**ARBEITSANWEISUNGEN**.
A - Übersetze diesen Satz aus dem Text über den Menschen als Ebenbild Gottes ins Englische: „Aber nicht jede Zweigeschlechtlichkeit ist in sich schon Abbild Gottes (etwa die Zweigeschlechtlichkeit der Blüten am Apfelbaum oder von Mäusen oder Elefanten).“
B - Gib aus dem Text über den Menschen als Ebenbild Gottes den Abschnitt zwischen „Aber nicht nur“ und „Berufung unseres Menschseins.)“ einschließlich unverändert aus.

**TEXTAUSZUG**.
• • • • •

Der Mensch ist frei, sein Weltbild und Selbstverständnis selbst zu entwerfen (siehe Beitrag 2) und wenn er sich dabei nicht an den Realitäten seiner realen Umwelt orientiert, wird er wohl Schiffbruch erleiden. Ja, aber er hat eine Berufung, die durch keinen Selbstentwurf erreicht werden kann! Ein wesentlicher Aspekt dieser Berufung liegt in seiner Zweigeschlechtlichkeit männlich-und-weiblich, denn die entspricht in ihrer Liebes­fähigkeit und in ihrer Schöpfungspotenz dem Urbild des Menschseins, nämlich Gott selbst. Aber nicht jede Zweigeschlechtlichkeit ist in sich schon Abbild Gottes (etwa die Zweigeschlechtlichkeit der Blüten am Apfelbaum oder von Mäusen oder Elefanten). Nur eine Zueinandergehörigkeit von Menschen, welche die Liebe Gottes zum „Vor-Bild“ hat, kann zum „Ab-Bild“ des Schöpfers werden. Das gilt (trotz aller menschlichen Fehler und Schwächen) grundsätzlich für jedes menschliche Miteinander, aber an der Liebe zwischen Mann und Frau soll das am deutlichsten erkennbar werden. Wenn sie in einer dauerhaften Gemeinschaft miteinander leben, kann ihr Miteinander in Liebe und Treue einen Schutzraum und einen Lebensraum bieten, in dem Kinder zu fröhlichen und verantwortungsvollen Menschen heranwachsen können und so wird ihre Gemeinschaft (trotz aller menschlichen Unzulänglichkeiten) wahrhaftig, echt und gültig „Ebenbild Gottes“.

Aber nicht nur das: Jede menschliche Gemeinschaft und die Gemeinschaft des Menschseins als Ganzes soll nach dem Willen des Schöpfers ein „Ebenbild“ seiner Liebe werden. Wenn man die Menschen anschaut, wie sie miteinander leben, wie sie miteinander umgehen und wie sie einander Gutes tun, dann soll man wenigstens eine ungefähre Ahnung bekommen: So ist Gott. (Und wenn wir sehen, wie Menschen machmal mit ihresgleichen umgehen und was sie einander antun auf den Schlachfeldern und in den Folterkellern dieser Erde und oft auch hinter den glatten Fassaden unsere Häuser mit Gewalt an Frauen und Kindern, dann erkennen wir mit Schrecken, wie weit wir entfernt sind von der eigentlichen Berufung unseres Menschseins.)

Das heißt, das Menschsein hat schon seine Bedeutung, noch ehe Menschen anfangen können, eine Deutung ihrer eigene Existenz zu entwickeln. Und die alltägliche Konkretion dieser Bedeutung ist wesentlich mitbestimmt durch das Spannungsfeld der „Zweiheit“ männlich-und-weiblich. Da wo eine Zweiheit von Mann und Frau zur Einheit einer Liebesgemeinschaft wird, die selbstverständlich die Sexualität mit einschließt, die aber auch offen ist, sich von der Liebe Gottes „inspirieren“ zu lassen zu einer alle Lebensbereiche umfassenden Liebesfähigkeit, da ist diese Liebesgemeinschaft „Ebenbild Gottes“, trotz aller Unvollkommenheit menschlicher Existenz. Oder allgemeiner: Da wo eine Gemeinschaft von Menschen (klein oder groß und unabhängig von Geschlecht, Sozialstatus, ethnischer Herkunft, kultureller Zugehörigkeit usw.) so lebt, dass die gottgewollte Liebe in ihr (trotz aller menschlichen Unzulänglichkeit und Fehlerhaftigkeit) zum wesentlichen Merkmal ihres Miteinanders wird, da wird ihr gemeinsames Leben zur anschaubaren Vergegenwärtigung des Göttlichen in dieser scheinbar gottlosen Welt.

• • • • •

**VORGEGEBENE DATEN**.

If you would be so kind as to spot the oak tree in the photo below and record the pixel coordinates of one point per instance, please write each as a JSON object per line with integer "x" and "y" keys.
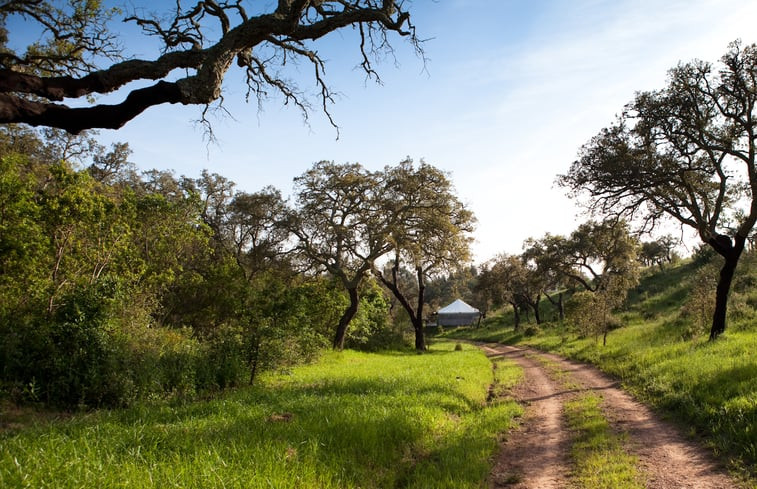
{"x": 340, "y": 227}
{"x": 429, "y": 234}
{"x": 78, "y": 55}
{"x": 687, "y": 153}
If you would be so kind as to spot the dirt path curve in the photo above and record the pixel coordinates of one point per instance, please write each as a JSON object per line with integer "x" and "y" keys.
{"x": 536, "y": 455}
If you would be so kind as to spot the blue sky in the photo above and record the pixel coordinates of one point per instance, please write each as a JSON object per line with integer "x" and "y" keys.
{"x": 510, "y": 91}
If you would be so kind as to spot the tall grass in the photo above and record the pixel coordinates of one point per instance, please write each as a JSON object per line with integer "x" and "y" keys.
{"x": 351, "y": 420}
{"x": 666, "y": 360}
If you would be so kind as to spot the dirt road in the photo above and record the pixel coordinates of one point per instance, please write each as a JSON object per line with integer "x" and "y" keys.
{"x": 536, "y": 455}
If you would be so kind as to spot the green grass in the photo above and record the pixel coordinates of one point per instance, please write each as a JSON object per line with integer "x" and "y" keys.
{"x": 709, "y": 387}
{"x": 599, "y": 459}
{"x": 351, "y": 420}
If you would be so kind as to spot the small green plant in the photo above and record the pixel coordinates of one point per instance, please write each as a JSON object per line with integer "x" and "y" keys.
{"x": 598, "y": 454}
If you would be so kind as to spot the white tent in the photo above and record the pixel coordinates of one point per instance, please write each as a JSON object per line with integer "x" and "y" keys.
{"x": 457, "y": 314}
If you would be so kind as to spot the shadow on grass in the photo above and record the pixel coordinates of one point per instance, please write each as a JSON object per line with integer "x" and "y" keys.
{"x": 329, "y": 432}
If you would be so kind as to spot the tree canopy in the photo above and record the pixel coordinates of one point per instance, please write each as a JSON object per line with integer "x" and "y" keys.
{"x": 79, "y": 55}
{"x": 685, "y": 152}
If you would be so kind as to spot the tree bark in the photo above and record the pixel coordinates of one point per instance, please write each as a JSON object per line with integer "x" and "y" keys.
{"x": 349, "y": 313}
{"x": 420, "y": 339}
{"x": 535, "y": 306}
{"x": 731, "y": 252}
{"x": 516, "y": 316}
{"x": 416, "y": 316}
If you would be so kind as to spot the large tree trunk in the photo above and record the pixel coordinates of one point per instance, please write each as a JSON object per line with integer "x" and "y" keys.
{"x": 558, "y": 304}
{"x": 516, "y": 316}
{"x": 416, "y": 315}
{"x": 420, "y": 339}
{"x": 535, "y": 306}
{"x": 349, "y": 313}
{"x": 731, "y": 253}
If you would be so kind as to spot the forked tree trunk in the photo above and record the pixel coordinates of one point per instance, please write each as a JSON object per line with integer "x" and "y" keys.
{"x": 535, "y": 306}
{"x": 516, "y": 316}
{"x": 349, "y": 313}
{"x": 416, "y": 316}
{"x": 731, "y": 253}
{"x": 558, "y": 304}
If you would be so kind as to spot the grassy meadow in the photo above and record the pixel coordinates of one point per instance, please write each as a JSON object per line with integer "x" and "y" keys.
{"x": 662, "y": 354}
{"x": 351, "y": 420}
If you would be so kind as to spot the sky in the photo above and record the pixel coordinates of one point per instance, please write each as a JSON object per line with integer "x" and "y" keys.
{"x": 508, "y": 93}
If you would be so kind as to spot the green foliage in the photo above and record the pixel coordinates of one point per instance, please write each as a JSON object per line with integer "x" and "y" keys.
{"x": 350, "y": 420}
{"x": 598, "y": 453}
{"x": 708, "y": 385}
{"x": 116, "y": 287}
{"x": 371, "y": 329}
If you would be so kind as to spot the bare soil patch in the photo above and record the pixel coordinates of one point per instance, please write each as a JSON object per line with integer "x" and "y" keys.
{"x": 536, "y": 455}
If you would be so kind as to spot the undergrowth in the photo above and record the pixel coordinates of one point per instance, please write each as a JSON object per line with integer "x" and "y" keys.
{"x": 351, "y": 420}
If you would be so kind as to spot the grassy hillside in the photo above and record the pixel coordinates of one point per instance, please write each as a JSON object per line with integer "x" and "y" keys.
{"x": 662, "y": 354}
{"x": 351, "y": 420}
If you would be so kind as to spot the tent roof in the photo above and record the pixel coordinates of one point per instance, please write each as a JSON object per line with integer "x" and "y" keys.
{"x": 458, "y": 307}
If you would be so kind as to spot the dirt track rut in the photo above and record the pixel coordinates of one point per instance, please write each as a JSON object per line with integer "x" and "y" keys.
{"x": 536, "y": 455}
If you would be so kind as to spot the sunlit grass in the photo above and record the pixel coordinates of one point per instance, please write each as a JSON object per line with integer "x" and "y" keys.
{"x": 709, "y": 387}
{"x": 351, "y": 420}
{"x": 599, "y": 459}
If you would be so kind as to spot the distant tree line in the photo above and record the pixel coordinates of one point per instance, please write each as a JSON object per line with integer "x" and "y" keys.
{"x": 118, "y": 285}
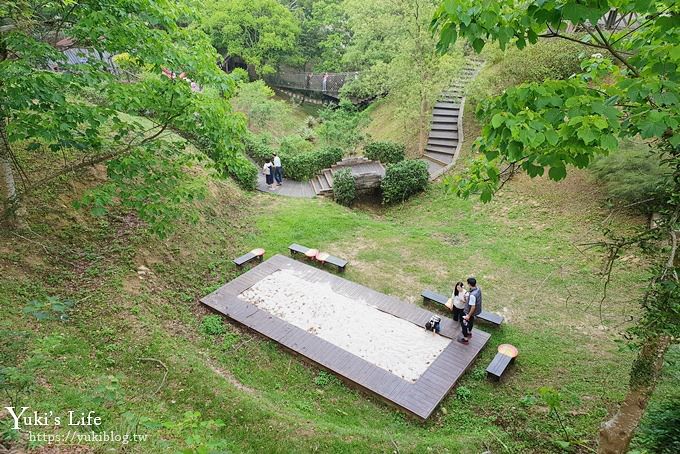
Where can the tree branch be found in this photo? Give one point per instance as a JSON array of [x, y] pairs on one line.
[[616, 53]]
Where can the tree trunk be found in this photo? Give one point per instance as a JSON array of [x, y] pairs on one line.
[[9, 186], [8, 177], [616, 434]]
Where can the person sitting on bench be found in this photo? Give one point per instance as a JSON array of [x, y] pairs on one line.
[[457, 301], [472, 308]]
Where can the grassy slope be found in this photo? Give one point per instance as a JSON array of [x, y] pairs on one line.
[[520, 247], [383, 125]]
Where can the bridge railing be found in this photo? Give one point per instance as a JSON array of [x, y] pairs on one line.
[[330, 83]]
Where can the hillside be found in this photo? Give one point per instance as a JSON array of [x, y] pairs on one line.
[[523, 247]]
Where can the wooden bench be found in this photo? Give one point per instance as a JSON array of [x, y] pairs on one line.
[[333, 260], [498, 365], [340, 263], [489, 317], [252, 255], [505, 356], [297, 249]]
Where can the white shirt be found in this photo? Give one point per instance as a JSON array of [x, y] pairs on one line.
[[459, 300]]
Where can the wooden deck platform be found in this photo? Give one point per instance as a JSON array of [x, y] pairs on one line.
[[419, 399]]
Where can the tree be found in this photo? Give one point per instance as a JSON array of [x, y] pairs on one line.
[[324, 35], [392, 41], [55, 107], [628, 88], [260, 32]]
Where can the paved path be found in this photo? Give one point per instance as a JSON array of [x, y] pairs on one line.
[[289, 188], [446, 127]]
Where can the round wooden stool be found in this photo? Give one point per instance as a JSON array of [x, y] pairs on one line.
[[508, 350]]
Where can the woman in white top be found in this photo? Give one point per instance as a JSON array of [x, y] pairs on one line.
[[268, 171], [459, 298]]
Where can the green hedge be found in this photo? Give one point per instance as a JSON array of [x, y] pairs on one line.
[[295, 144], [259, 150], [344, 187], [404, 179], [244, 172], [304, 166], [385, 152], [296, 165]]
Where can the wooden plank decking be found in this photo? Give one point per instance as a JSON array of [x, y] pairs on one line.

• • • • •

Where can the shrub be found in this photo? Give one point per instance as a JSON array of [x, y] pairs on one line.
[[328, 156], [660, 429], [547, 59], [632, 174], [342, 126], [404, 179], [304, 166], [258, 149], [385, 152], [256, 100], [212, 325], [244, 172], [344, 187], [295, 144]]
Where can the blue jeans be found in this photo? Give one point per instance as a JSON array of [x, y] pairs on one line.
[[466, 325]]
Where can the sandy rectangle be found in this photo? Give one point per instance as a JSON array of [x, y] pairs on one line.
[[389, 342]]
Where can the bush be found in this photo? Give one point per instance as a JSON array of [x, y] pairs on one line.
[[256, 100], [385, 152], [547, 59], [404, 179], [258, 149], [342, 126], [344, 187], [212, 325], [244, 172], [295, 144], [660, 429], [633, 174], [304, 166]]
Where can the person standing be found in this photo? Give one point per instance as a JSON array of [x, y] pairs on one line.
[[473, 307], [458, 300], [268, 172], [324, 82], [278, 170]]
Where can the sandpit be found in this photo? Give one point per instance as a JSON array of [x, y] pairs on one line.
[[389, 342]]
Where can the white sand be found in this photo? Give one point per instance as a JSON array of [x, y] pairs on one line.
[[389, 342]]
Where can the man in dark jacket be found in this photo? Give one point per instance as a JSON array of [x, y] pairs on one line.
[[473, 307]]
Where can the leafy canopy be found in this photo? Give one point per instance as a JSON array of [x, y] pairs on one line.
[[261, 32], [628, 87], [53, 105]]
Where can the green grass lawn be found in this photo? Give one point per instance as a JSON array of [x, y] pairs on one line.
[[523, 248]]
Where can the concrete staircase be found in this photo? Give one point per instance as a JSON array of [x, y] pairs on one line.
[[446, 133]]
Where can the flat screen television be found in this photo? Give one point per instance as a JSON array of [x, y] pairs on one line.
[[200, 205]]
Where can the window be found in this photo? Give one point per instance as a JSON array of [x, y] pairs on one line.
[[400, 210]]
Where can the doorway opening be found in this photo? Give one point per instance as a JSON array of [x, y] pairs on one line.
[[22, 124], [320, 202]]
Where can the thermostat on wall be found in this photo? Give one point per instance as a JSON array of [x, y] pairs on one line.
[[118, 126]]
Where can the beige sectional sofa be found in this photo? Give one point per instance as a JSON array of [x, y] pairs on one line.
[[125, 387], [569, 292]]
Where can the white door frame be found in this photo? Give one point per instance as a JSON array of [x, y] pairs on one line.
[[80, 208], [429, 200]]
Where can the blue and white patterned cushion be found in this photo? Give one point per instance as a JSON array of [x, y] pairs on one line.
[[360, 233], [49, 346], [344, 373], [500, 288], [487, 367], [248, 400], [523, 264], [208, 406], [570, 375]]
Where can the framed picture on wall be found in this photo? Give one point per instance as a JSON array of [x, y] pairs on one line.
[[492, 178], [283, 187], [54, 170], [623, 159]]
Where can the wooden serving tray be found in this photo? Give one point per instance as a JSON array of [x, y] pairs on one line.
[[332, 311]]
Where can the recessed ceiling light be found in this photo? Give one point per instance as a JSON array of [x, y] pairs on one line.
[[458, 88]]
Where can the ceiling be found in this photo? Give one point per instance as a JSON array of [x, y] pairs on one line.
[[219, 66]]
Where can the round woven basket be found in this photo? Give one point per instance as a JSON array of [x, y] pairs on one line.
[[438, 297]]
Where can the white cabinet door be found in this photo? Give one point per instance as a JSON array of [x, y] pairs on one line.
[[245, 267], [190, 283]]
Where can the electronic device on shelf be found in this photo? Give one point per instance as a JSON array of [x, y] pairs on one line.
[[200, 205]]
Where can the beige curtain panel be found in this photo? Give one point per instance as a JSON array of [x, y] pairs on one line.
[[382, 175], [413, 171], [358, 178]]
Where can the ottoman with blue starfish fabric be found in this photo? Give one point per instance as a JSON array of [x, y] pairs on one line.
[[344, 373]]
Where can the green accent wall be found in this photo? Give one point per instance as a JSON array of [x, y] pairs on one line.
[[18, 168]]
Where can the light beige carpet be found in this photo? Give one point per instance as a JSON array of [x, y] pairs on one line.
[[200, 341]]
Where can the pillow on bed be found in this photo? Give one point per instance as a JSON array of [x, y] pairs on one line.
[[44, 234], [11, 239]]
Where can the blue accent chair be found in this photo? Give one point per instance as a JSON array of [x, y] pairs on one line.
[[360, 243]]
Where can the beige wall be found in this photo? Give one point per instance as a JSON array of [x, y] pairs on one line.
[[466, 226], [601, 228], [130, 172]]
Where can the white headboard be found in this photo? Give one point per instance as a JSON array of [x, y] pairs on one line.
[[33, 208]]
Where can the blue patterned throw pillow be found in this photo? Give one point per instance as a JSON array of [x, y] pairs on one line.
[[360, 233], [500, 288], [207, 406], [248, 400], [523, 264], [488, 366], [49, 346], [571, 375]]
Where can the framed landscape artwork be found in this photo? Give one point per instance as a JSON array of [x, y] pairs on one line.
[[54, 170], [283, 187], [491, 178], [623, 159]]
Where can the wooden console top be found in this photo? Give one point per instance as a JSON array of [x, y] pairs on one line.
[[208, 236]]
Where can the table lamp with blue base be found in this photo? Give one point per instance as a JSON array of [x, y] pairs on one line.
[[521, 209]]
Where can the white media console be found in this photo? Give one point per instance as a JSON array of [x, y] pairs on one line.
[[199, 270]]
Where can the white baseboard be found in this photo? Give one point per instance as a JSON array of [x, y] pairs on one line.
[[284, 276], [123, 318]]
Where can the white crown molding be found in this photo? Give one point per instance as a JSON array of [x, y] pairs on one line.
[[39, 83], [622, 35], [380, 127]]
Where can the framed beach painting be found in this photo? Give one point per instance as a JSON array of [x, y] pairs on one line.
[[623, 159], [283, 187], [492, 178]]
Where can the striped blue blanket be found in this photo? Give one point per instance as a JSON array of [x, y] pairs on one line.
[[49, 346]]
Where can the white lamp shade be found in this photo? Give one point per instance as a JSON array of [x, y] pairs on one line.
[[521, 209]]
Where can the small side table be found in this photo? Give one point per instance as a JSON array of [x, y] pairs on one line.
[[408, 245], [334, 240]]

• • • • •

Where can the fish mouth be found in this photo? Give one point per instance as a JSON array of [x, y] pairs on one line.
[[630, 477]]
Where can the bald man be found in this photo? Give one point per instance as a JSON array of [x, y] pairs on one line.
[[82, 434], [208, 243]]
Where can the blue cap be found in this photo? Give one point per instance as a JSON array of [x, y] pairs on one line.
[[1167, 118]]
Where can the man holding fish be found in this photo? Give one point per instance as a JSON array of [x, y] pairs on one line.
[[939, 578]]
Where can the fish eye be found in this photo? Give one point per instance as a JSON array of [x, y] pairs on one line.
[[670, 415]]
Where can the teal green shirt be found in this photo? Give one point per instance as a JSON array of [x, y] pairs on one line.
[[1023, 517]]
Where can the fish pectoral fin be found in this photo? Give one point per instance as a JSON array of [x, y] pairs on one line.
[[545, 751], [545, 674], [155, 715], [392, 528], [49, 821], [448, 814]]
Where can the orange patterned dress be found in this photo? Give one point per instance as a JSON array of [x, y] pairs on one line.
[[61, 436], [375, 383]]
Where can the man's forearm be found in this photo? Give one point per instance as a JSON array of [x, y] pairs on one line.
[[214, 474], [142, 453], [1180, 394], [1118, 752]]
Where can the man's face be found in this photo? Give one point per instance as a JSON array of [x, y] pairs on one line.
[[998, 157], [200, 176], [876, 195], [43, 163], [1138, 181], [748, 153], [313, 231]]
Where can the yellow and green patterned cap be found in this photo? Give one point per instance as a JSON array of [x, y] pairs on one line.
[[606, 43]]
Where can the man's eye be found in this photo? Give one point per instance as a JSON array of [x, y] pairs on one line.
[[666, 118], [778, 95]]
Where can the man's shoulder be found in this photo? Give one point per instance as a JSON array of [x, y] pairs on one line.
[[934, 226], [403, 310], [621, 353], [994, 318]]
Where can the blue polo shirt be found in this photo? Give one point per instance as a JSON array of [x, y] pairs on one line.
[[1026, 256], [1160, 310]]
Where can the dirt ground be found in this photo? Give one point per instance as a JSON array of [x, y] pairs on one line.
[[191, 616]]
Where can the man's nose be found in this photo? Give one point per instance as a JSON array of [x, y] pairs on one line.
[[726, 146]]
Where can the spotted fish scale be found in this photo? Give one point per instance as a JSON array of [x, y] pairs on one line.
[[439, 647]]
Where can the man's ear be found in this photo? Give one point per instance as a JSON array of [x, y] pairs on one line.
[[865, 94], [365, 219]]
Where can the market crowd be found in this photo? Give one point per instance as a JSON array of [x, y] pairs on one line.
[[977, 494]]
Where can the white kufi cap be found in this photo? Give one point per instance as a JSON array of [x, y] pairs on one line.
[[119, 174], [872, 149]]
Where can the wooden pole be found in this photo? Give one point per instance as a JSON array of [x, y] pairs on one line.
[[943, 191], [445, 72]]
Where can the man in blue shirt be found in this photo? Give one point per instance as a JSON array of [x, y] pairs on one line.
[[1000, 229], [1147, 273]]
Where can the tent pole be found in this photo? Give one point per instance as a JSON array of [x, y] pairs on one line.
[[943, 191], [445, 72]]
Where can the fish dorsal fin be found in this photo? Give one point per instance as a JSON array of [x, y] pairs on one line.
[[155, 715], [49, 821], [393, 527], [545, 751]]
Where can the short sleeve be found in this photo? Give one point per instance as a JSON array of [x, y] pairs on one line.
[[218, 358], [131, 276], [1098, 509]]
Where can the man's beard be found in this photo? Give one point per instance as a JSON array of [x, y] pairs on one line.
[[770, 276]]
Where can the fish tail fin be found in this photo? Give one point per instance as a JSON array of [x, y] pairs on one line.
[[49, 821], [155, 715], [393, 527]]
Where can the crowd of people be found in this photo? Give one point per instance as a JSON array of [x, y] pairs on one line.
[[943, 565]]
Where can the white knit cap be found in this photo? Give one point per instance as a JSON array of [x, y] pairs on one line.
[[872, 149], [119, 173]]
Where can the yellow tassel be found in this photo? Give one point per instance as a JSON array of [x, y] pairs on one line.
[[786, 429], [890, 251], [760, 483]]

• • • • •

**LÖSUNGEN**.
A - But not every duality of the sexes is in itself already an image of God (for instance, the duality of the sexes in the blossoms on the apple tree or in mice or elephants).

B -
Aber nicht nur das: Jede menschliche Gemeinschaft und die Gemeinschaft des Menschseins als Ganzes soll nach dem Willen des Schöpfers ein „Ebenbild“ seiner Liebe werden. Wenn man die Menschen anschaut, wie sie miteinander leben, wie sie miteinander umgehen und wie sie einander Gutes tun, dann soll man wenigstens eine ungefähre Ahnung bekommen: So ist Gott. (Und wenn wir sehen, wie Menschen machmal mit ihresgleichen umgehen und was sie einander antun auf den Schlachfeldern und in den Folterkellern dieser Erde und oft auch hinter den glatten Fassaden unsere Häuser mit Gewalt an Frauen und Kindern, dann erkennen wir mit Schrecken, wie weit wir entfernt sind von der eigentlichen Berufung unseres Menschseins.)